**Tasks**
1. Since what year has BRAW entered monitors' data into a computer database, according to the passage on BRAW?
2. Please write what comes next in the passage on BRAW, picking up after its last sentence.

When BRAW was organized in 1986, it was estimated that the Eastern Bluebird population in its historic range had declined by 90% during the preceding 50 years due to changes in agriculture practices, competition from the House (English) Sparrow and European Starling, severe weather in its central and southern winter range, and the loss of nest sites, such as tree cavities and hollow wooden fence posts.
BRAW works to bring to light the efforts of Wisconsin citizens who had been helping bluebirds in the past and those who have recently joined their ranks. Since 1994, BRAW has entered monitors' data into a computer data base and as a result, through computer analysis of the data, it has gained great insights into the complexities of how management practices and box design affect bluebird population dynamics.
Through workshops, the Annual Membership meeting, and through publication of research findings in the Wisconsin Bluebird newsletter, BRAW shares successful birding techniques while hopefully avoiding some of the mistakes painfully learned by earlier bluebird enthusiasts.
BRAW seeks to expand public knowledge and enthusiasm for the Eastern Bluebird so that a growing number of people will have the desire to aid cavity nesters and have the knowledge about how to best accomplish this in their own communities.
The purpose and mission of BRAW is to monitor and increase the production of the Eastern Bluebird and other native cavity-nesting birds through a coordinated statewide nest box construction and monitoring program.

**Collected material**
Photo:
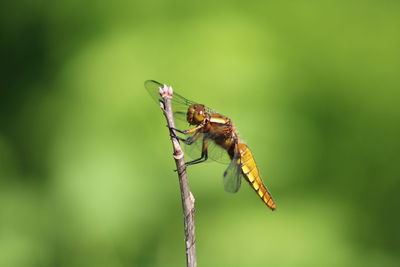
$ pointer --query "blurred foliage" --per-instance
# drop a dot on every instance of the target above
(85, 161)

**Answer section**
1. Since 1994.

2.
Goals are important in life to help us achieve what it is we set out to do. If you don’t accomplish the goal you set for yourself you keep trying until you are successful and then raise the bar and keep going. You won’t get as far in life without goals. BRAW has set a hefty goal of fledging 30,000 Eastern Bluebirds. We have fledged 28000 and the sky is the limit. It is important for monitors to check their boxes once a week during the season and send in the data. No one will know how the bluebirds are doing and what good is it if we don’t know if the populations of cavity nesters are going up or down if the data is not sent in? Spring storms can make bird populations plummet along with diseases and any number of problems. The life expectancy of a bluebird is said to be around three years. I think we should set our goals high and keep creating a win win situation for our Wisconsin cavity nesters.